▶ 本文抜粋:
誰よりも近い存在だからこそ悩んでしまう、「家族との向き合い方」。

愛情ゆえに接し方を間違えてしまったり、分かり合えず喧嘩をしてしまったり…なんてことも少なくないはず。

今回は、9月に上梓した初の書籍『家族だから愛したんじゃなくて、愛したのが家族だった』で、車いすユーザーの母、ダウン症で知的障害をもった弟、ベンチャー起業家で急逝した父との日々をつづった作家・岸田奈美さんに取材。

岸田さんがご家族との暮らしを振り返るなかで気づいた、「家族と向き合う上で大切なこと」についてお話しいただきました。

〈聞き手=サノトモキ〉


【岸田奈美(きしだ・なみ)】1991年生まれ、兵庫県神戸市出身。100文字で済むことを2000文字で伝える作家。一生に一度しか起こらないような出来事が、なぜだか何度も起きてしまう。在学中に株式会社ミライロの創業メンバーとして加入、10年に渡り広報部長を務めたのち、作家として独立。2020年2月から講談社『小説現代』でエッセイ連載。2020年1月『文藝春秋』巻頭随筆を担当

サノ:
…というわけで今日は、「家族との向き合い方」について聞きに来ました!

岸田さん:
「家族と向き合う」…難しいテーマですよね。

じつは私…家族だからってお互い愛し合うべきだとか、仲良くやっていくべきだとは思ってないんですよね。



サノ:
そうなんですか!?

▶ 提供データ:
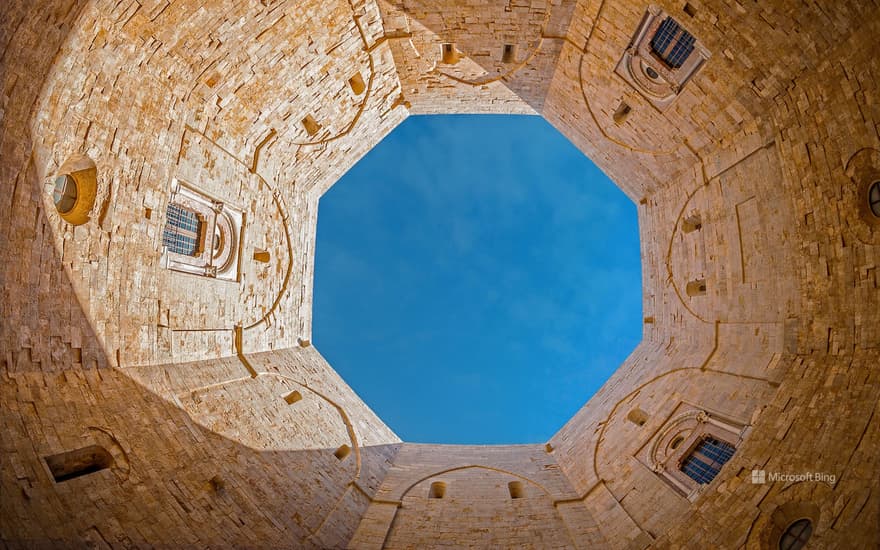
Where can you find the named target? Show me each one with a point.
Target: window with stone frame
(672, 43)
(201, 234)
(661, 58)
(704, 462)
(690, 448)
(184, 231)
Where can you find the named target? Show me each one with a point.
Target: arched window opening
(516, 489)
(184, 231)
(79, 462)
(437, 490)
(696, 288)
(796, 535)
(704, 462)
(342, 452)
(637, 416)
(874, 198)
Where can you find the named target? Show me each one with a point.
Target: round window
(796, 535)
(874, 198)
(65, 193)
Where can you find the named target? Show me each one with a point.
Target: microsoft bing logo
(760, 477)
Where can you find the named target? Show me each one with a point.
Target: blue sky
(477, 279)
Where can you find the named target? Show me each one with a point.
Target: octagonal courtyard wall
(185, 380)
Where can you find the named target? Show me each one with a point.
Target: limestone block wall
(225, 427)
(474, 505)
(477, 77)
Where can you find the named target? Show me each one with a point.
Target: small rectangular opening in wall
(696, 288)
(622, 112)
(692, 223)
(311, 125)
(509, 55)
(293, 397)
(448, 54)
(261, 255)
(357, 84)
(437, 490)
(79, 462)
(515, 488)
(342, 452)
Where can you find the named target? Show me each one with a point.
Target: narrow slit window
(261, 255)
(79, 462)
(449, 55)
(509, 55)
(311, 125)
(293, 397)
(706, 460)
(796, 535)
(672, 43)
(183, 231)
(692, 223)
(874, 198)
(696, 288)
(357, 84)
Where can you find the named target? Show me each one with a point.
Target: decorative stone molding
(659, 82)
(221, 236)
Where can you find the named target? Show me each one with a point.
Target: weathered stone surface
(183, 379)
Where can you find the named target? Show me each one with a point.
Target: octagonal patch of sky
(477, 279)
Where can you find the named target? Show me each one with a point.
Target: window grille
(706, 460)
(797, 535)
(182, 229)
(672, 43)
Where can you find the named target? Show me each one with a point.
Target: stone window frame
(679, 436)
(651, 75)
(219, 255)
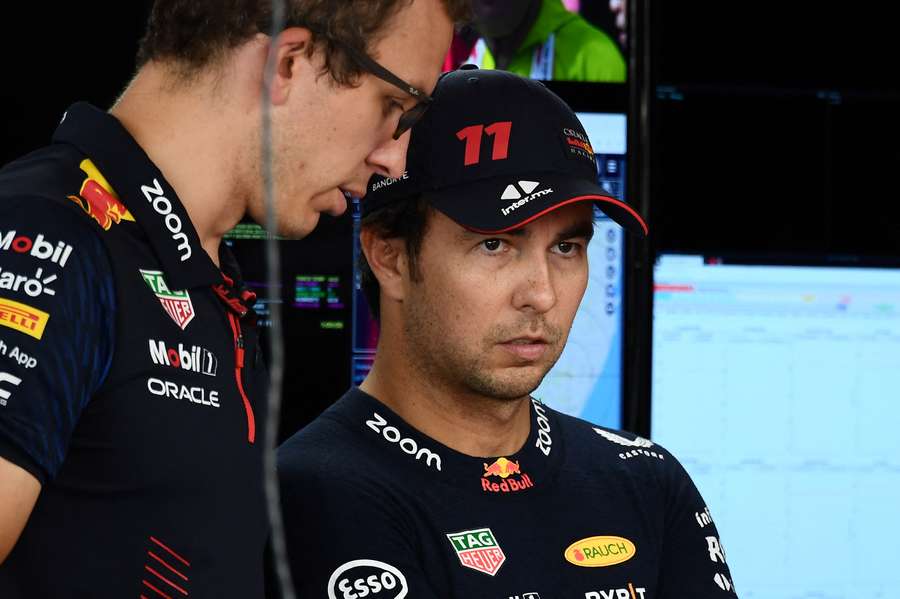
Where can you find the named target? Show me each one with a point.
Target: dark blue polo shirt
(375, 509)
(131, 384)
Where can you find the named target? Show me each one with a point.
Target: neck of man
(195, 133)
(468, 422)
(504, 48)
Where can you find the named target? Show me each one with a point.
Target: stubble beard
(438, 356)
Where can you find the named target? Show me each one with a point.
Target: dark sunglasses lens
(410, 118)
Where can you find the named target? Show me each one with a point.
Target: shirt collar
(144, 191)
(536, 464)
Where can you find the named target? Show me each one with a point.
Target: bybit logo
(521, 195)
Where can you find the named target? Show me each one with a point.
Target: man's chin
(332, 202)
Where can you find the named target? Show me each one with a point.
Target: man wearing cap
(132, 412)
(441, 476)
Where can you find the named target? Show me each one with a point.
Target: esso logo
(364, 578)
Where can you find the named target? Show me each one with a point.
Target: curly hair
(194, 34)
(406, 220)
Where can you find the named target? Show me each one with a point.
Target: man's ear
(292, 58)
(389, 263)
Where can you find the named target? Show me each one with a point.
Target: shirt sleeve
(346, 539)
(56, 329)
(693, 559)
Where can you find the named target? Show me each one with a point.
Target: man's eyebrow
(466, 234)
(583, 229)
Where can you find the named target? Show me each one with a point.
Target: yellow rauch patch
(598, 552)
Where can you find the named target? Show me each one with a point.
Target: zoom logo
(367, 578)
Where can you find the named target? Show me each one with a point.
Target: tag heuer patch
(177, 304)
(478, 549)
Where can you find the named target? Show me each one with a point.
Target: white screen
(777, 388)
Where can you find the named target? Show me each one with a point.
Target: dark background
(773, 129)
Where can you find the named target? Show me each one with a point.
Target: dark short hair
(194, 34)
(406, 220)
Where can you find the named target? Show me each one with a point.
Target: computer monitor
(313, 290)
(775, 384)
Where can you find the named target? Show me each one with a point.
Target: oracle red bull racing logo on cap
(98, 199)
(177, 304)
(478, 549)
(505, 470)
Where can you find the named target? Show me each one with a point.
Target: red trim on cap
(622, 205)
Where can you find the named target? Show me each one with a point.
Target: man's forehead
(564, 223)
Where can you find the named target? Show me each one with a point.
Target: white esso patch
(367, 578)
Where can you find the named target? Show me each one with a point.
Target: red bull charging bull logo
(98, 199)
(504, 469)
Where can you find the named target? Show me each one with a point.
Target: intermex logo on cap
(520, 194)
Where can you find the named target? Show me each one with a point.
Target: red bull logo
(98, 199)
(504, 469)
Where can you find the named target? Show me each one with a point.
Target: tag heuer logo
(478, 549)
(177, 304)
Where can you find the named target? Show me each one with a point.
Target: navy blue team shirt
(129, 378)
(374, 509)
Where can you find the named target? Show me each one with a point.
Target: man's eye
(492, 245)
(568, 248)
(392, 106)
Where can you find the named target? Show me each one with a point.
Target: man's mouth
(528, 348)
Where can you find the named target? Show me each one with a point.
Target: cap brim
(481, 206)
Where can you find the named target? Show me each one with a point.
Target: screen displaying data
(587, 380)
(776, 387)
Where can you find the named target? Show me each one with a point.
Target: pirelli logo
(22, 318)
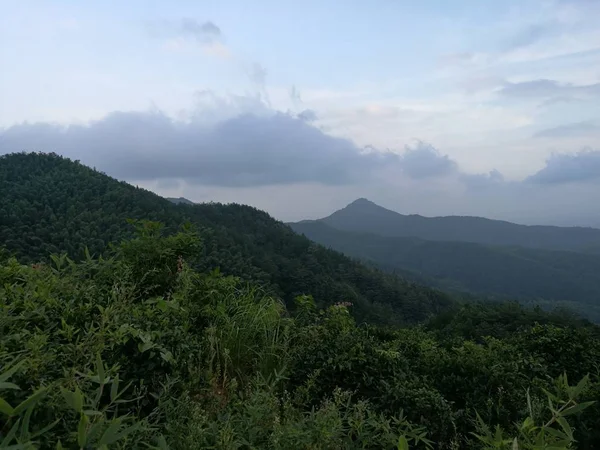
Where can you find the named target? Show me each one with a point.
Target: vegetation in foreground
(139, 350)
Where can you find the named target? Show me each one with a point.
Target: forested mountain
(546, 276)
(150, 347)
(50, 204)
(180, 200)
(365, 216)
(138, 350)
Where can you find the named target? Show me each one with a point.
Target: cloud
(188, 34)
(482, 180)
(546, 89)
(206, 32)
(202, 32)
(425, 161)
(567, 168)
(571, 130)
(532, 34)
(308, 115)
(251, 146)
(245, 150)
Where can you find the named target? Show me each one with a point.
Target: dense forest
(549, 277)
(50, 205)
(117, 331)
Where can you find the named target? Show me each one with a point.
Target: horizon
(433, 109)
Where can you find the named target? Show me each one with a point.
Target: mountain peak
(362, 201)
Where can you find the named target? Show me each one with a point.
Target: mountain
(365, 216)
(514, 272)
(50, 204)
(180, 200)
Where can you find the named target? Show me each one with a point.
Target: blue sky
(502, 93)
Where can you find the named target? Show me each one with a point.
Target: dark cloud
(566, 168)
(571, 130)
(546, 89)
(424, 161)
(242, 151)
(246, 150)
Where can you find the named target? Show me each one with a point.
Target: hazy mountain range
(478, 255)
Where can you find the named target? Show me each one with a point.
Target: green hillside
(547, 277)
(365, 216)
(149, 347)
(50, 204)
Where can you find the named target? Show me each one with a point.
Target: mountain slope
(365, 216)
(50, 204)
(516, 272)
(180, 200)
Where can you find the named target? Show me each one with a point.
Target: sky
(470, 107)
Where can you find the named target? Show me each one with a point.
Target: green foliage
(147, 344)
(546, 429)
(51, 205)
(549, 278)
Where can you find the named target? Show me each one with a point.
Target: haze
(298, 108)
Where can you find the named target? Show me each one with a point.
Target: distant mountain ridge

▶ 取り組む課題:
A - 家族との向き合い方についての記事のうち、「愛情ゆえに接し方を間違えてし」から「ついてお話しいただきました。」までを、「取材」を「インタビュー」に置き換えて書き直してください。
B - 次の(i)〜(iii)は、家族との向き合い方についての記事の内容と合っていますか。それぞれ「はい」か「いいえ」で答え、決め手となる記事中の言葉をそのまま引用してください。
(i) 岸田さんの初の書籍は9月に上梓された。
(ii) 岸田さんは大阪府の出身である。
(iii) 岸田さんは、家族ならお互い愛し合うべきだと考えている。

▶ 課題別の解答:
A -
愛情ゆえに接し方を間違えてしまったり、分かり合えず喧嘩をしてしまったり…なんてことも少なくないはず。

今回は、9月に上梓した初の書籍『家族だから愛したんじゃなくて、愛したのが家族だった』で、車いすユーザーの母、ダウン症で知的障害をもった弟、ベンチャー起業家で急逝した父との日々をつづった作家・岸田奈美さんにインタビュー。

岸田さんがご家族との暮らしを振り返るなかで気づいた、「家族と向き合う上で大切なこと」についてお話しいただきました。

B -
(i) はい。「9月に上梓した初の書籍」
(ii) いいえ。「兵庫県神戸市出身」
(iii) いいえ。「家族だからってお互い愛し合うべきだとか、仲良くやっていくべきだとは思ってないんですよね」